→ **Assignment A**: Say whether each statement agrees with the glucose tattoo text, answering yes or no and quoting the deciding words of the text: (i) The tattoo was tested by nanoengineers at the University of California, San Diego. (ii) The study appeared in the journal Nature. (iii) Bandodkar suggests the sensor could deliver medicines through the skin.
→ **Assignment B**: Please copy the glucose tattoo text from "The device was" up to and including "in the body.", substituting "doctoral student" for "graduate student".

A temporary tattoo innovatively designed to extract and measure the levels of glucose in the fluid stored in between skin cells has been tested by nanoengineers at the University of California, San Diego. This is the first-ever example of the easy-to-wear and flexible device, and could be a huge step towards noninvasive glucose testing for patients living with diabetes. This study was published in the journal Analytical Chemistry and is titled, “Tattoo-Based Noninvasive Glucose Monitoring: A Proof-of-Concept Study.”
The device was developed and then tested by Amay Bandodkar, a graduate student, and colleagues at the NanoEngineering Department and the Center for Wearable Sensors at the Jacobs School of Engineering at UC San Diego. According to Bandodkar, this sort of sensor could also be used for other purposes such as delivering medicines through the skin or detecting other important metabolites existent in the body.

→ **Extracted records**:
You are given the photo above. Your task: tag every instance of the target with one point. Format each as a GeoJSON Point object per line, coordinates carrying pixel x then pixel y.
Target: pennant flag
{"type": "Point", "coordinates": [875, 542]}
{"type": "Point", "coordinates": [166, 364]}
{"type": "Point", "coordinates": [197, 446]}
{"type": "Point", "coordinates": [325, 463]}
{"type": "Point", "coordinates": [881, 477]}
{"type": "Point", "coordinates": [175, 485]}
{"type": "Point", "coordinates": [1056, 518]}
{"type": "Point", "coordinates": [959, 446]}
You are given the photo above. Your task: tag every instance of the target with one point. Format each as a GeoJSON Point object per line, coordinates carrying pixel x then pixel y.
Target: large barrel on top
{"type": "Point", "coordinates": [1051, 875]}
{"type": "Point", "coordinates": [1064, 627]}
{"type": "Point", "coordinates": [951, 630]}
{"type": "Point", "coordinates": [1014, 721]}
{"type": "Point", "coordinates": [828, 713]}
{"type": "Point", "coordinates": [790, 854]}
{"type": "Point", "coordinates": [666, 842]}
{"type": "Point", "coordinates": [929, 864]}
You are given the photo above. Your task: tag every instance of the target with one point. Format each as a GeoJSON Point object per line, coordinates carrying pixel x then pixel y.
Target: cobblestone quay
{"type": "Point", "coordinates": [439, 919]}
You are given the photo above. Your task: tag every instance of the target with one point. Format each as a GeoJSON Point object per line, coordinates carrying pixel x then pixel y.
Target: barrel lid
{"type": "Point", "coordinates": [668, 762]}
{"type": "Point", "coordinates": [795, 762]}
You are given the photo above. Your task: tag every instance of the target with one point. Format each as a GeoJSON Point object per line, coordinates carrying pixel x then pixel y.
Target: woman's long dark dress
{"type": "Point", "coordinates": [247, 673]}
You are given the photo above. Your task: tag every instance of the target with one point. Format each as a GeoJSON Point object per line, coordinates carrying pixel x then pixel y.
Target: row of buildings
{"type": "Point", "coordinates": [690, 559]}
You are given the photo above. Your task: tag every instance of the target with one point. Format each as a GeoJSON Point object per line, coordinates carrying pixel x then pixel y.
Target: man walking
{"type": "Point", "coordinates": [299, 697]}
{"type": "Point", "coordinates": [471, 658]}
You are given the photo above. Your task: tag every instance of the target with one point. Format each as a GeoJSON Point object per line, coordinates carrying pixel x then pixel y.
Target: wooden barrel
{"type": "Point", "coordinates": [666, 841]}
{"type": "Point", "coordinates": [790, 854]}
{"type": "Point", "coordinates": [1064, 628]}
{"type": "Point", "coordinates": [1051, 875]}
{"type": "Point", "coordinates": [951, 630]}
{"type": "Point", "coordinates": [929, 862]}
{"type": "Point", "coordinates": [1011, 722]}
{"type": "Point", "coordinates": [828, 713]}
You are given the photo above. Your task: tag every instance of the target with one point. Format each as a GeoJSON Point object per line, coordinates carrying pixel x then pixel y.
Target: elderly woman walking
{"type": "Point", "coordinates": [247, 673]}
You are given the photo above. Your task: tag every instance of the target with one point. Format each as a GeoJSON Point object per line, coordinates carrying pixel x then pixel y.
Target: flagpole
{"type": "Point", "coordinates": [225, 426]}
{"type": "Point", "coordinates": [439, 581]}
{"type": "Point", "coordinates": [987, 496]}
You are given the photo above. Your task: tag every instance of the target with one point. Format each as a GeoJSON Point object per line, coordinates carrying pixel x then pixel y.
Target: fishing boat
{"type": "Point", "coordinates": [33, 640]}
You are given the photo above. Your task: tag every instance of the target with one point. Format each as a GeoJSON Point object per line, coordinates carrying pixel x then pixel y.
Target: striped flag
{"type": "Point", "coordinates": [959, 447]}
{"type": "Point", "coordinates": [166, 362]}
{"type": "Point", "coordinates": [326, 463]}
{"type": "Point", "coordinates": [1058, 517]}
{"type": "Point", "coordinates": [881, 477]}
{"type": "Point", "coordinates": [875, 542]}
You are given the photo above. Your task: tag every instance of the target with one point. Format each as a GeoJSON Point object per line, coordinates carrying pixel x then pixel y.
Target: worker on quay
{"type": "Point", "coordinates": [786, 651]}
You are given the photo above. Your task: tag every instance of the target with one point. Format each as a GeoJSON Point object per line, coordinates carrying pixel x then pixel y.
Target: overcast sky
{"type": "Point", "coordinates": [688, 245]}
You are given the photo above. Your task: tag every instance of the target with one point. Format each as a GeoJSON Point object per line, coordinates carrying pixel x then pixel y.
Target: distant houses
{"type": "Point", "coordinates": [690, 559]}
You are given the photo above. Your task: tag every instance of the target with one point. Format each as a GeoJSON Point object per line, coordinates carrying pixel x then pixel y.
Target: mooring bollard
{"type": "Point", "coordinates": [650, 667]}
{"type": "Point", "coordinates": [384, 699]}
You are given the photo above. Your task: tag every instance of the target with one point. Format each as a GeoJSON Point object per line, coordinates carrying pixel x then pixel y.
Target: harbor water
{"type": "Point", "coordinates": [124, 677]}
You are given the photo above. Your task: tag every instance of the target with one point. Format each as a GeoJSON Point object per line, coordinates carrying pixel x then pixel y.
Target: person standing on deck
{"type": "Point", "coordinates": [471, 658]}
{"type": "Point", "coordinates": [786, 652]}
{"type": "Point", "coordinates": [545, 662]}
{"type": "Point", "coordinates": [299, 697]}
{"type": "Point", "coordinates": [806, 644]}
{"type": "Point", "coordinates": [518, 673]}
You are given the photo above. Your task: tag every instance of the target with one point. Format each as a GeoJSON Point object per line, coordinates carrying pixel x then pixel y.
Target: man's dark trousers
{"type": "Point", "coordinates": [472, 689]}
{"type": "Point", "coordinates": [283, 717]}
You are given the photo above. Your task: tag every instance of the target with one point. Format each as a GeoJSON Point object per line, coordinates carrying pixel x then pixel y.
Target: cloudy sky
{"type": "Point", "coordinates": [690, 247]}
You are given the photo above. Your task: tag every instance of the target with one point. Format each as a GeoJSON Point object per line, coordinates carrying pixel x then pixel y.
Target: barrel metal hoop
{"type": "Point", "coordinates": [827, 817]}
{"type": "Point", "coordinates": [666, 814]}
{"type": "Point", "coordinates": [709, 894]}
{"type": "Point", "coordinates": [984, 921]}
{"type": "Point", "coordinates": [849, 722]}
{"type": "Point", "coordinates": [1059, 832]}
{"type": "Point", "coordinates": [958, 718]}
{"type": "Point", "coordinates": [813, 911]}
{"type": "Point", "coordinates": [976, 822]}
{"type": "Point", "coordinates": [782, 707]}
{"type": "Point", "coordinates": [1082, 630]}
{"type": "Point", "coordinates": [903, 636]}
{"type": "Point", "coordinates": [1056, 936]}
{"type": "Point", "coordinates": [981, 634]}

→ **Written reply A**:
(i) Yes: "has been tested by nanoengineers at the University of California, San Diego"
(ii) No: "This study was published in the journal Analytical Chemistry"
(iii) Yes: "this sort of sensor could also be used for other purposes such as delivering medicines through the skin"

→ **Written reply B**:
The device was developed and then tested by Amay Bandodkar, a doctoral student, and colleagues at the NanoEngineering Department and the Center for Wearable Sensors at the Jacobs School of Engineering at UC San Diego. According to Bandodkar, this sort of sensor could also be used for other purposes such as delivering medicines through the skin or detecting other important metabolites existent in the body.